------ Trecho selecionado
André Seffrin (1965, Júlio de Castilhos/RS), crítico literário 
            e ensaísta, reside no Rio de Janeiro desde 1987 e é autodidata. 
            Colaborador de diversos órgãos da imprensa brasileira, já atuou 
            em jornais e revistas tais como Jornal do Brasil (Idéias-Livros), 
            O Globo (Prosa & Verso), Jornal da Tarde (Caderno de Sábado), Letras 
            & Artes (Fundação Rio), Manchete, Poesia Sempre (Fundação Biblioteca 
            Nacional), Zero Hora (Cultura), Gazeta do Povo etc. Escreveu diversas 
            apresentações e prefácios para livros de autores brasileiros (Fausto 
            Wolff, João Silvério Trevisan, Octávio de Faria, Lúcio Cardoso etc) 
            e ensaios a respeito de Roberto Burle Marx, Joaquim Tenreiro, entre 
            outros temas ligados à literatura e às artes plásticas. Autor da edição 
            revista e ampliada do Dicionário de pintores brasileiros, de Walmir 
            Ayala (Editora da UFPR, 1997).
          
          
            Joyce foi eleito o escritor do século pelos Ingleses. Concorda?
          
          
            - Gosto de Joyce, embora não tenha lido toda sua obra. Sem dúvida 
            é um autor fundamental. Mas se é ou não o autor do século, isto é 
            outra questão. Fico com o que disse certa vez Mário Quintana – se 
            bem me recordo, perguntado sobre poetas maiores ou menores, afirmou 
            que nenhum poeta é cavalo de corrida para se querer julgar quem chega 
            primeiro.
          
          
            Há uma idade correta para ser/se tornar escritor?
          
          
            - É óbvio que não. Rimbaud escreveu sua obra antes dos 20 anos, 
            Pedro Nava com cerca de 70 anos.
          
          
            Com a morte de João Cabral morreu um poeta que rivaliza em importância 
            com Drummond. O que perdemos? Há alguém querendo a alcunha de 
            maior poeta brasileiro vivo?
          
          
            - Só mais tarde saberemos. Por enquanto, prefiro ficar com a 
            história dos cavalos de corrida do Mário Quintana.
          
          
            Há escritores que só aceitam críticas de escritores. Concorda que 
            alguém envolvido com a criação está mais próximo de uma boa crítica?
------------
------ Registros de dados
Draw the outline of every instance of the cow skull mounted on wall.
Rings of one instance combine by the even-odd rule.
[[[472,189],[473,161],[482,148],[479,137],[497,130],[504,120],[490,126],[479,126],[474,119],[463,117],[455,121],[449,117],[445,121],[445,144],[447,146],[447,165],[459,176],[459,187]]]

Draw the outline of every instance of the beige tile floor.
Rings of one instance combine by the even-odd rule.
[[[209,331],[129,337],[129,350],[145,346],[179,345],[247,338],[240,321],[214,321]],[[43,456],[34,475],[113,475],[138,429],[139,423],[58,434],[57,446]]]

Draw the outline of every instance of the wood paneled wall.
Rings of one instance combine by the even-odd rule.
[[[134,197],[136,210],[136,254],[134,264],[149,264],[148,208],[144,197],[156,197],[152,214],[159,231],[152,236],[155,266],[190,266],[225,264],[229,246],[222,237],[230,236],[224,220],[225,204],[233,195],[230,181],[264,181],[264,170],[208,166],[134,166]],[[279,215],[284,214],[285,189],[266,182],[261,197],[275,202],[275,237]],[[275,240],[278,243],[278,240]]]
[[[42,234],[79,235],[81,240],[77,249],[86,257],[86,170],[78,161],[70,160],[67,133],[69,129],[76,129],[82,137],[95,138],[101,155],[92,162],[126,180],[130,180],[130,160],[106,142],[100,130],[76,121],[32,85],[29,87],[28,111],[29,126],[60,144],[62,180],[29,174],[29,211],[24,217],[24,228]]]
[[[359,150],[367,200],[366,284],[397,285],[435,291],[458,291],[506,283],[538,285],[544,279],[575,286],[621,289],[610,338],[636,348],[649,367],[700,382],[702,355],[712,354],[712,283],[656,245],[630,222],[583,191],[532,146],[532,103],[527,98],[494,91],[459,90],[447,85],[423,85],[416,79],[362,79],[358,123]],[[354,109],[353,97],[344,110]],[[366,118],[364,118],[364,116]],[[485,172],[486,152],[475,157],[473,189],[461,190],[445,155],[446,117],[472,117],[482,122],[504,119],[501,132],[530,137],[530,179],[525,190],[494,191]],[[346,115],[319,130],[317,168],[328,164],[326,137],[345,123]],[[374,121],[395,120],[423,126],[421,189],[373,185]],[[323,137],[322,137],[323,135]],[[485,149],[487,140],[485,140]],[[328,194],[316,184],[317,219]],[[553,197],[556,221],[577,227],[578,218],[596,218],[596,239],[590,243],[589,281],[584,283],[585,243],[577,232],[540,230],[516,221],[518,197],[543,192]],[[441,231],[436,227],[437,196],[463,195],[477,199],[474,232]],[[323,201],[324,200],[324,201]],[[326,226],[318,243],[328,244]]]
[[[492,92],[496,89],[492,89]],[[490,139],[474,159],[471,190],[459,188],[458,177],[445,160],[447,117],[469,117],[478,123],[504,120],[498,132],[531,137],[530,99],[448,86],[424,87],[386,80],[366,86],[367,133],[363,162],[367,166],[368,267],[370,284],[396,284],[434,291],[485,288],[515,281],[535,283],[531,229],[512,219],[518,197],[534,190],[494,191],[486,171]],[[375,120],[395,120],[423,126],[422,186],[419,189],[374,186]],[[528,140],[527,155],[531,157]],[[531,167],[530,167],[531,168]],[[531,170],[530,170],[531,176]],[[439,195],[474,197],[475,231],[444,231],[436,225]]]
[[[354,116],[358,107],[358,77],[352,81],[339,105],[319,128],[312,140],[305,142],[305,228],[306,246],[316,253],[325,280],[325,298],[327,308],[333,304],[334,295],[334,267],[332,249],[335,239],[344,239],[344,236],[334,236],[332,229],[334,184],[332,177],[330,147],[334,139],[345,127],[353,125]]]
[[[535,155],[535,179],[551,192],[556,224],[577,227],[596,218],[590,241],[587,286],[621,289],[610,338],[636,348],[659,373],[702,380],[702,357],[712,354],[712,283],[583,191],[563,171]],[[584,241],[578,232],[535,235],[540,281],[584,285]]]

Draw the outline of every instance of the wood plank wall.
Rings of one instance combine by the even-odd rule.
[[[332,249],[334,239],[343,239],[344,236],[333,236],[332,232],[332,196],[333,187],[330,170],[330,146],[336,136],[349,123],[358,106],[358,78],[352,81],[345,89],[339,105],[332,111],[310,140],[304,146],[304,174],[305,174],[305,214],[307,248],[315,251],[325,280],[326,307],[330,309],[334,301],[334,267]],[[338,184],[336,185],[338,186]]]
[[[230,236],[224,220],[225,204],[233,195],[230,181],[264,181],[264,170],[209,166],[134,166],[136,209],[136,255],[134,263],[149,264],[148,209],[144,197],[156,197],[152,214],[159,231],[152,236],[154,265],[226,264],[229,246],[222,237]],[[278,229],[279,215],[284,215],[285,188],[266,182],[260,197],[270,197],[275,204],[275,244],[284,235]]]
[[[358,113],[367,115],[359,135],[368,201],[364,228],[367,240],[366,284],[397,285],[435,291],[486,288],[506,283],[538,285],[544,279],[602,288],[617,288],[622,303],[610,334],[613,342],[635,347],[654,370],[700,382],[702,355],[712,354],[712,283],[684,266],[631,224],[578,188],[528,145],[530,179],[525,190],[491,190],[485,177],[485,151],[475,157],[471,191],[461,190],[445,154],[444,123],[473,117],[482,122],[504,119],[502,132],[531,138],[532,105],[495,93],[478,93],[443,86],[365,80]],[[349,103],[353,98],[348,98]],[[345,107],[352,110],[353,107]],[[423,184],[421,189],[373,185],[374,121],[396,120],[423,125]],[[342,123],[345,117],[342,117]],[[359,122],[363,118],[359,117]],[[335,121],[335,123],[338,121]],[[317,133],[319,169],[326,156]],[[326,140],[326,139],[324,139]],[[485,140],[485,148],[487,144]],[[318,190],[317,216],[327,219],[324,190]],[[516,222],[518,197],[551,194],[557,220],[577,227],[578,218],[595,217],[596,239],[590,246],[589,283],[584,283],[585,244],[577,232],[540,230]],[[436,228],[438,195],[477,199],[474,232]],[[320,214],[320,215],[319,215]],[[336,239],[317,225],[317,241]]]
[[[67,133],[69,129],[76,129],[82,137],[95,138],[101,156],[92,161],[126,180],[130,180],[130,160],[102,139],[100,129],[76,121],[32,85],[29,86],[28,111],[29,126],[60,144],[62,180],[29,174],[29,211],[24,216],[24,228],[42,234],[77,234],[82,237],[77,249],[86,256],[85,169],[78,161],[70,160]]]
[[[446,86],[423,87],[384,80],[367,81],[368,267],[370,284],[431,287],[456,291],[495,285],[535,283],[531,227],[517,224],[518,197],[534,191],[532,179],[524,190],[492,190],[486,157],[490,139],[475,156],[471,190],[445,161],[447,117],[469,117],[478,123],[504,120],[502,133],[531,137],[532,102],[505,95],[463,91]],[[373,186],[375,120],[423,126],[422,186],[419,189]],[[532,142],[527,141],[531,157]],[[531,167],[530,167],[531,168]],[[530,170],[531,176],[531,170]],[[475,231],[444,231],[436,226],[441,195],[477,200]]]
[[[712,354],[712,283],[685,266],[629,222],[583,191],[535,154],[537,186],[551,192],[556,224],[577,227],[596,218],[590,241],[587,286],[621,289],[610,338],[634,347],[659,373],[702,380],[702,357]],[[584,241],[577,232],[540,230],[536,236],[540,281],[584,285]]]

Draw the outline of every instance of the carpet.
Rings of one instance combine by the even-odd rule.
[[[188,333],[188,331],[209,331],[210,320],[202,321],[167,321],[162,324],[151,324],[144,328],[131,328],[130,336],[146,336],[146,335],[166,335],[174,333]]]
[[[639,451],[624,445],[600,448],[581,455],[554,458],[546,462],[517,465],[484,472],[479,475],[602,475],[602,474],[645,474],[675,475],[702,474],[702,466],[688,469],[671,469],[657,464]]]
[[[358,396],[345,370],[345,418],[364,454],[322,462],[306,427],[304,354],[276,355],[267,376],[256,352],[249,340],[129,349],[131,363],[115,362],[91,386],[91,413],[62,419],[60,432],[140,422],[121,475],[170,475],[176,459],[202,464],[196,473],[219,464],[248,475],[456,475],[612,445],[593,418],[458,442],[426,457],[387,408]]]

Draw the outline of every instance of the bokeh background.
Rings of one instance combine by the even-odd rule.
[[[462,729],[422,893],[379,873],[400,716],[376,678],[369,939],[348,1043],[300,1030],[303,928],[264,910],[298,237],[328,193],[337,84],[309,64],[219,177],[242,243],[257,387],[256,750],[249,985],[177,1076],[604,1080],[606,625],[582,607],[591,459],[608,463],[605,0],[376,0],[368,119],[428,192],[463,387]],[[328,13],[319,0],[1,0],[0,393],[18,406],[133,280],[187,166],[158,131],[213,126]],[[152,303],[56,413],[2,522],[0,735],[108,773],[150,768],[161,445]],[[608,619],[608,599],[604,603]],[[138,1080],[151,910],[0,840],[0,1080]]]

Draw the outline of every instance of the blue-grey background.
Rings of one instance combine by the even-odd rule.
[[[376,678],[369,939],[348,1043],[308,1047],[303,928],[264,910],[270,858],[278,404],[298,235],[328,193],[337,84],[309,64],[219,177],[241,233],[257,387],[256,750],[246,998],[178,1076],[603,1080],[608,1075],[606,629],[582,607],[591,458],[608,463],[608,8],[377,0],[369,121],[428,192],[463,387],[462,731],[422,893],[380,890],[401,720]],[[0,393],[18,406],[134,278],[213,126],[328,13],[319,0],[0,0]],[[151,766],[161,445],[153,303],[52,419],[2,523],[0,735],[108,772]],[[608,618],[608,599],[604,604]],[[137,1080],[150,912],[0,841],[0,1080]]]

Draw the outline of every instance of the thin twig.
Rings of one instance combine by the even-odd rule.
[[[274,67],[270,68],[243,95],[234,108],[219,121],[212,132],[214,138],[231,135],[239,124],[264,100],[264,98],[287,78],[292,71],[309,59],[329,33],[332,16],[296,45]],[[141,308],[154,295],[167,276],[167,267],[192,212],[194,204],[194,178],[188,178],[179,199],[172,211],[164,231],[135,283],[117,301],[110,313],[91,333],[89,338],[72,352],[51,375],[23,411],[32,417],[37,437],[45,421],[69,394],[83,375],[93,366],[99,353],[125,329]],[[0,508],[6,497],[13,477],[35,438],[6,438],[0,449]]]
------------
#### Sua tarefa:
Transcreva, do trecho selecionado, a parte que começa em "- Gosto de Joyce, embora" e vai até "de 70 anos.".

#### Solução:
- Gosto de Joyce, embora não tenha lido toda sua obra. Sem dúvida 
            é um autor fundamental. Mas se é ou não o autor do século, isto é 
            outra questão. Fico com o que disse certa vez Mário Quintana – se 
            bem me recordo, perguntado sobre poetas maiores ou menores, afirmou 
            que nenhum poeta é cavalo de corrida para se querer julgar quem chega 
            primeiro.
          
          
            Há uma idade correta para ser/se tornar escritor?
          
          
            - É óbvio que não. Rimbaud escreveu sua obra antes dos 20 anos, 
            Pedro Nava com cerca de 70 anos.